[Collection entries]

*** Begin section ***

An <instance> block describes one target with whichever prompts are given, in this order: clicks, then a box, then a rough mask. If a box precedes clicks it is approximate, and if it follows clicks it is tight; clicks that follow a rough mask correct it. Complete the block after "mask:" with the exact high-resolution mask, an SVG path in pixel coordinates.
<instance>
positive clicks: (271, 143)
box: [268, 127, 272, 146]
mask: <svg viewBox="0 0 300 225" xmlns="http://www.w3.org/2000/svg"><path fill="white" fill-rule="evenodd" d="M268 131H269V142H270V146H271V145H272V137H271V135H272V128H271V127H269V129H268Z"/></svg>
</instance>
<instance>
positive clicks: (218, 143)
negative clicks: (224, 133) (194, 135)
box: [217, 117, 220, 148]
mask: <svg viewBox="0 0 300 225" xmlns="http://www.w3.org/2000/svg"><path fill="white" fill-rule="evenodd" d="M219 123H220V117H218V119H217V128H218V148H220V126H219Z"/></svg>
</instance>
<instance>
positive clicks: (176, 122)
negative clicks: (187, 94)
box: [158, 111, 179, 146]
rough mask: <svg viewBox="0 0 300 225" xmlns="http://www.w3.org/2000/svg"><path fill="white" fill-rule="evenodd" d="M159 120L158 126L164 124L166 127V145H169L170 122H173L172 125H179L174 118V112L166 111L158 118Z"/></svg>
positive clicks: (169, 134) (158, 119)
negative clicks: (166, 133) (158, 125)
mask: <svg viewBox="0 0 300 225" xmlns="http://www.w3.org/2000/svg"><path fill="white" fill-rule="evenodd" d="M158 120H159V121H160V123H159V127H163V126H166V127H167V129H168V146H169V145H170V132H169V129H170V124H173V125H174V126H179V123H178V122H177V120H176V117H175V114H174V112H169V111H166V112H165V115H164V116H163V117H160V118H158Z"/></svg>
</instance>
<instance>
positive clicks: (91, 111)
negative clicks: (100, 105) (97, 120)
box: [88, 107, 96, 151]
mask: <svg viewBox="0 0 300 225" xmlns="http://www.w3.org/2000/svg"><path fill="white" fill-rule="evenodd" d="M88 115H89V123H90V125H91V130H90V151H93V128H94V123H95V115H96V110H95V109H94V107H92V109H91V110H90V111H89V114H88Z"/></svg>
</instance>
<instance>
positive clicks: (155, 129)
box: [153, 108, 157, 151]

*** End section ***

Only the lines above, from the first through the one holding "negative clicks: (224, 133) (194, 135)", are to be output, and they must be copied exactly.

#### [RESULT OF THIS EXERCISE]
An <instance> block describes one target with whichever prompts are given, in this order: clicks, then a box, then a rough mask. If a box precedes clicks it is approximate, and if it follows clicks it is tight; clicks that follow a rough mask correct it. Complete the block after "mask:" with the exact high-resolution mask, an SVG path in pixel coordinates.
<instance>
positive clicks: (271, 143)
box: [268, 127, 272, 146]
mask: <svg viewBox="0 0 300 225" xmlns="http://www.w3.org/2000/svg"><path fill="white" fill-rule="evenodd" d="M268 131H269V142H270V146H271V145H272V137H271V135H272V128H271V127H269V129H268Z"/></svg>
</instance>
<instance>
positive clicks: (218, 143)
negative clicks: (224, 133) (194, 135)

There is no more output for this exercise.